WHAT TO DO: The entries below are to be repeated exactly as they stand.

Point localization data
"""

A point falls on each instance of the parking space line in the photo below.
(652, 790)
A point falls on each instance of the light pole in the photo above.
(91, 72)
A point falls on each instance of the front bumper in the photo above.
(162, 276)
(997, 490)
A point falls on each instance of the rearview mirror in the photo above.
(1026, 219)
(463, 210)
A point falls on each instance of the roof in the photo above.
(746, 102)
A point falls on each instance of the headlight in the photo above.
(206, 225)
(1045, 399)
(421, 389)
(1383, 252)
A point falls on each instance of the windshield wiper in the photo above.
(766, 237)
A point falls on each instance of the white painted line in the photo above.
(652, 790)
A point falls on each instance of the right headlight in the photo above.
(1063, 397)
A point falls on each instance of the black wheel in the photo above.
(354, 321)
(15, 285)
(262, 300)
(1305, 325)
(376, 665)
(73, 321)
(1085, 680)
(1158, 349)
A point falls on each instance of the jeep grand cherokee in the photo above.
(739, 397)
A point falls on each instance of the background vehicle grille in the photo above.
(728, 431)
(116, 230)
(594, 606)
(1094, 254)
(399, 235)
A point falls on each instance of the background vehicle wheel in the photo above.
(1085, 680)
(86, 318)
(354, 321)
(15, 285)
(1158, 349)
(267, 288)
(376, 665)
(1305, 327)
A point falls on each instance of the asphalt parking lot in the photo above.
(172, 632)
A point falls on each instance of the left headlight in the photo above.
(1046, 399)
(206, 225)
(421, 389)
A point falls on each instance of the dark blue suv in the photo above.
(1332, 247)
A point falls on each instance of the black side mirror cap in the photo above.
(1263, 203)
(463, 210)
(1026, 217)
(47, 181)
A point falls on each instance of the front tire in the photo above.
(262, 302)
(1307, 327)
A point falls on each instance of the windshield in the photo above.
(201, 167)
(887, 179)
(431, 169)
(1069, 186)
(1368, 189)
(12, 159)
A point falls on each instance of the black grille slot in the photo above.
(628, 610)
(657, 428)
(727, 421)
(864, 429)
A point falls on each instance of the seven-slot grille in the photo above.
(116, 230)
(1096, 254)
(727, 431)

"""

REPLY:
A point falls on each instance of the parking space line in the photo below.
(652, 790)
A point falls on each instance of the light pole in the photo above.
(91, 72)
A point falls on each instance of the front bumper in the photo above.
(162, 276)
(997, 490)
A point falls on each instance of the rearview mirror in the photo above.
(1026, 219)
(463, 210)
A point falls on each instance of the roof in the photo above.
(746, 102)
A point falls on each instance of the headlight in the photo above.
(206, 225)
(1045, 399)
(421, 389)
(1383, 252)
A point falls on each instance of the windshield wiper in the photo above.
(766, 237)
A point falls on each instance of the white painted line in the photo above.
(652, 790)
A point falls on each instance of the right headlight in the photo above.
(1063, 397)
A point falls on each instance of the black wheel in the photo above.
(354, 321)
(15, 285)
(262, 300)
(1305, 325)
(376, 665)
(73, 321)
(1085, 680)
(1158, 349)
A point falls on each instance of the jeep grand cherokee in the photo above.
(739, 397)
A point falls on each instance of the background vehicle grille in the photo above.
(728, 431)
(116, 230)
(594, 606)
(1094, 254)
(399, 235)
A point falls on each instance of the background vehicle wheel in the photo above.
(1085, 680)
(86, 318)
(354, 321)
(15, 285)
(1158, 349)
(267, 288)
(376, 665)
(1305, 327)
A point falls on each instance of the asphalt parking lot in the photo above.
(172, 632)
A point falls on each instance of the left headlight in the photo above.
(1046, 399)
(206, 225)
(421, 389)
A point falls on each instance of the dark blue suv in the photo above.
(1332, 247)
A point falls on each instance of the black side mirror cap in the photo above.
(1263, 203)
(463, 210)
(1026, 217)
(47, 181)
A point falls on each instance of the front tire in the photo above.
(262, 302)
(1307, 327)
A point falls on each instance of the windshield in the photo above.
(201, 167)
(887, 179)
(431, 169)
(1069, 186)
(1368, 189)
(12, 159)
A point falls on each instance of the black grille slot in the photo above.
(628, 610)
(657, 428)
(727, 421)
(864, 429)
A point falls on each instance of the seven-slot grille in the photo above.
(116, 230)
(1096, 254)
(727, 431)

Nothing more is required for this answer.